TASK REQUIREMENTS. Exactly repeat the full listing that follows.
▬▬▬▬▬▬
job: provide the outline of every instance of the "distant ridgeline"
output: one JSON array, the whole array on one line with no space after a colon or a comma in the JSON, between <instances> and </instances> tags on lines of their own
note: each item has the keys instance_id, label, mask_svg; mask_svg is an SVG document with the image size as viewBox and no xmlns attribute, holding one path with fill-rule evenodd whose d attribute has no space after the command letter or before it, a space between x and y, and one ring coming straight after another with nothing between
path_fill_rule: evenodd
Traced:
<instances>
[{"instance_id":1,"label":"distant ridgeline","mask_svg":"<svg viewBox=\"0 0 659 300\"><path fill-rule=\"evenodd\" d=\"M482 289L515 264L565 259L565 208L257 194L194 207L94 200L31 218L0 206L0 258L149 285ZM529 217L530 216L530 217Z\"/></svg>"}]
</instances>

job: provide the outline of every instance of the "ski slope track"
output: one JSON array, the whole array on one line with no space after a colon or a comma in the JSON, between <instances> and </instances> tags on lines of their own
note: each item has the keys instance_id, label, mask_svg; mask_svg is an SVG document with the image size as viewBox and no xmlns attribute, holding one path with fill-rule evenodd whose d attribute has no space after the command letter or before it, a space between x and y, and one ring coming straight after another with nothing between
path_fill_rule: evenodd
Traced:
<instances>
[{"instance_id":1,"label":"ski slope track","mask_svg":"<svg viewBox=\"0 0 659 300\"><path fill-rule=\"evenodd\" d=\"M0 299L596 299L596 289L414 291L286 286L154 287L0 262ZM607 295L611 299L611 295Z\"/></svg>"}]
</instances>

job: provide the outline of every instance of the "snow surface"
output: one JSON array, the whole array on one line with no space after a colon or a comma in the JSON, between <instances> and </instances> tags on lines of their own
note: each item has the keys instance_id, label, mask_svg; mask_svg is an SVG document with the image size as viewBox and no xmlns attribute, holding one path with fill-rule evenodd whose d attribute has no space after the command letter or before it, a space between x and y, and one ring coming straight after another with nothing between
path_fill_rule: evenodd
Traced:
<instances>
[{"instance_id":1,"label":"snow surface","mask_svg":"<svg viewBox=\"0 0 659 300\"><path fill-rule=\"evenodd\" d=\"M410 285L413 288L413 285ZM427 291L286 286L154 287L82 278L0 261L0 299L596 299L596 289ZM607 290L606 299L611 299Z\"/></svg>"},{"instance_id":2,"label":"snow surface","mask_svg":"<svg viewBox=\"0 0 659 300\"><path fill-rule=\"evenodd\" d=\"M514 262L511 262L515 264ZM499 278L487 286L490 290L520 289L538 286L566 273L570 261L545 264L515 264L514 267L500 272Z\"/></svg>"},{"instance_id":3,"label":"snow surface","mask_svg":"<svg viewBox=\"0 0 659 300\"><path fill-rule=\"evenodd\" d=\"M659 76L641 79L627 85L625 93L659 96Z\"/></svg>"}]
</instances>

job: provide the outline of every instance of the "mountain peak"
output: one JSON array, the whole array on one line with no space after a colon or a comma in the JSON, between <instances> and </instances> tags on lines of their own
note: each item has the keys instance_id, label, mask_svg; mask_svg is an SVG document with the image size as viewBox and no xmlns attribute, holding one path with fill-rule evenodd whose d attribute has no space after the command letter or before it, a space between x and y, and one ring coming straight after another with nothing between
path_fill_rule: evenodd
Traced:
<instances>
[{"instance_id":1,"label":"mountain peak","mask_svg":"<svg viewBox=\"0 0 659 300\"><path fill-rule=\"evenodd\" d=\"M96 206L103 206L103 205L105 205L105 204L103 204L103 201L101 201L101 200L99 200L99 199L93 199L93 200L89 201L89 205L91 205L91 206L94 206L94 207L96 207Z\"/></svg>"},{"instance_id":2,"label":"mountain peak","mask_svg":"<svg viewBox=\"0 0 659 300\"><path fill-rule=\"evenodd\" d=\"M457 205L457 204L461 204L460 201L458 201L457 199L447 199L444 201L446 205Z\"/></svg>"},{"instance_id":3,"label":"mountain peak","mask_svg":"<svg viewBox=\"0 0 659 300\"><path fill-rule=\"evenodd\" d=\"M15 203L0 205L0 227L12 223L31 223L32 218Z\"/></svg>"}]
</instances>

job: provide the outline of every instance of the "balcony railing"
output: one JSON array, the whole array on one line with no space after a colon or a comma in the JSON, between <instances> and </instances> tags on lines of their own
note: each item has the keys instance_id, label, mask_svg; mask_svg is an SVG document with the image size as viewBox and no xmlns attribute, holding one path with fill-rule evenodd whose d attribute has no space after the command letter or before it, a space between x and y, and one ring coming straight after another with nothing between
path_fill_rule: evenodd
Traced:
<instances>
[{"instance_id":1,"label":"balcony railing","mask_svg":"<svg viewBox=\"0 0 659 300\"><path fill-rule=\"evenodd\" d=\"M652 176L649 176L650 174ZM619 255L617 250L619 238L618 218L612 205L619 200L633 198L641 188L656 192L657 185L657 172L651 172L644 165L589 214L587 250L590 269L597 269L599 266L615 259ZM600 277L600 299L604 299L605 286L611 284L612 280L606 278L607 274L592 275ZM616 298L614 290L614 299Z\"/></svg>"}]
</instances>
▬▬▬▬▬▬
RESPONSE.
job: provide the outline of every instance of the "distant ridgeline"
output: one JSON array, the whole array on one line with no space after a colon or a comma in the JSON, between <instances> and </instances> tags on lines of their own
note: each item has the keys instance_id, label, mask_svg; mask_svg is an SVG document with the image size as viewBox and no xmlns attribute, holding one path with fill-rule evenodd whose d attribute has no space after the command letter or before it, a space between x and y, and one ring coming straight after another with nothing between
path_fill_rule: evenodd
Traced:
<instances>
[{"instance_id":1,"label":"distant ridgeline","mask_svg":"<svg viewBox=\"0 0 659 300\"><path fill-rule=\"evenodd\" d=\"M482 289L515 264L565 259L565 208L257 194L194 207L94 200L31 218L0 206L0 258L149 285ZM529 217L530 216L530 217Z\"/></svg>"}]
</instances>

job: provide the outline of every instance of the "ski slope track"
output: one JSON array, the whole array on one line with no space after a colon or a comma in the JSON, between <instances> and </instances> tags on lines of their own
note: each item has the keys instance_id, label, mask_svg; mask_svg is an SVG document with the image size as viewBox and no xmlns attribute, holding one path with fill-rule evenodd whose d attribute has no space after the command letter or before it, a space between x and y, and one ring coming straight after another with nothing between
path_fill_rule: evenodd
Traced:
<instances>
[{"instance_id":1,"label":"ski slope track","mask_svg":"<svg viewBox=\"0 0 659 300\"><path fill-rule=\"evenodd\" d=\"M0 299L596 299L596 289L414 291L286 286L154 287L0 262ZM607 295L611 299L611 295Z\"/></svg>"}]
</instances>

job: provide the outline of every instance of the "snow surface"
output: one JSON array, the whole array on one line with no space after a colon or a comma in the JSON, between <instances> and </instances> tags on lines of their own
note: each item has the keys instance_id, label, mask_svg; mask_svg is an SVG document with the image size as viewBox and no xmlns attribute, holding one path with fill-rule evenodd whose d attribute has no space after the command letter or before it, a space between x and y, and one ring coming straight after another with nothing between
path_fill_rule: evenodd
Traced:
<instances>
[{"instance_id":1,"label":"snow surface","mask_svg":"<svg viewBox=\"0 0 659 300\"><path fill-rule=\"evenodd\" d=\"M410 285L413 288L413 285ZM427 291L286 286L154 287L82 278L0 261L0 299L596 299L596 289ZM607 290L606 299L611 299Z\"/></svg>"},{"instance_id":2,"label":"snow surface","mask_svg":"<svg viewBox=\"0 0 659 300\"><path fill-rule=\"evenodd\" d=\"M514 262L511 262L515 264ZM499 278L487 286L490 290L520 289L538 286L566 273L570 261L545 264L515 264L514 267L500 272Z\"/></svg>"},{"instance_id":3,"label":"snow surface","mask_svg":"<svg viewBox=\"0 0 659 300\"><path fill-rule=\"evenodd\" d=\"M659 76L641 79L627 85L625 93L659 96Z\"/></svg>"}]
</instances>

job: provide the outline of every instance of the "mountain peak"
output: one JSON array, the whole array on one line with no space after a colon or a comma in the JSON, between <instances> and </instances> tags on lines of their own
note: each item has the keys instance_id, label, mask_svg; mask_svg is an SVG document with the image size as viewBox and no xmlns attribute, holding one path with fill-rule evenodd whose d attribute has no space after the command letter or before it, a space between x and y, and one ring coming straight after another with nothing between
path_fill_rule: evenodd
Traced:
<instances>
[{"instance_id":1,"label":"mountain peak","mask_svg":"<svg viewBox=\"0 0 659 300\"><path fill-rule=\"evenodd\" d=\"M96 206L103 206L103 205L105 205L105 204L103 204L103 201L101 201L101 200L99 200L99 199L93 199L93 200L89 201L89 205L91 205L91 206L94 206L94 207L96 207Z\"/></svg>"},{"instance_id":2,"label":"mountain peak","mask_svg":"<svg viewBox=\"0 0 659 300\"><path fill-rule=\"evenodd\" d=\"M457 205L457 204L461 204L460 201L458 201L457 199L447 199L444 201L446 205Z\"/></svg>"},{"instance_id":3,"label":"mountain peak","mask_svg":"<svg viewBox=\"0 0 659 300\"><path fill-rule=\"evenodd\" d=\"M15 203L0 205L0 227L12 223L31 223L32 218Z\"/></svg>"}]
</instances>

job: provide the outline of every instance of the "balcony railing"
output: one JSON array, the whole array on one line with no space after a colon or a comma in the JSON, between <instances> and </instances> tags on lines of their own
note: each item has the keys instance_id, label, mask_svg; mask_svg is an SVG document with the image size as viewBox and no xmlns attribute, holding one path with fill-rule evenodd whose d attribute has no space after the command letter or before it, a space between x and y, and one ring coming straight after another with nothing between
path_fill_rule: evenodd
Traced:
<instances>
[{"instance_id":1,"label":"balcony railing","mask_svg":"<svg viewBox=\"0 0 659 300\"><path fill-rule=\"evenodd\" d=\"M652 176L649 176L650 174ZM619 255L617 250L619 238L618 218L612 205L619 200L633 198L641 188L656 192L657 185L657 172L651 172L644 165L589 214L587 250L590 269L597 269L599 266L615 259ZM600 277L600 299L604 299L605 286L611 284L612 280L606 278L607 274L592 275ZM616 298L614 290L614 299Z\"/></svg>"}]
</instances>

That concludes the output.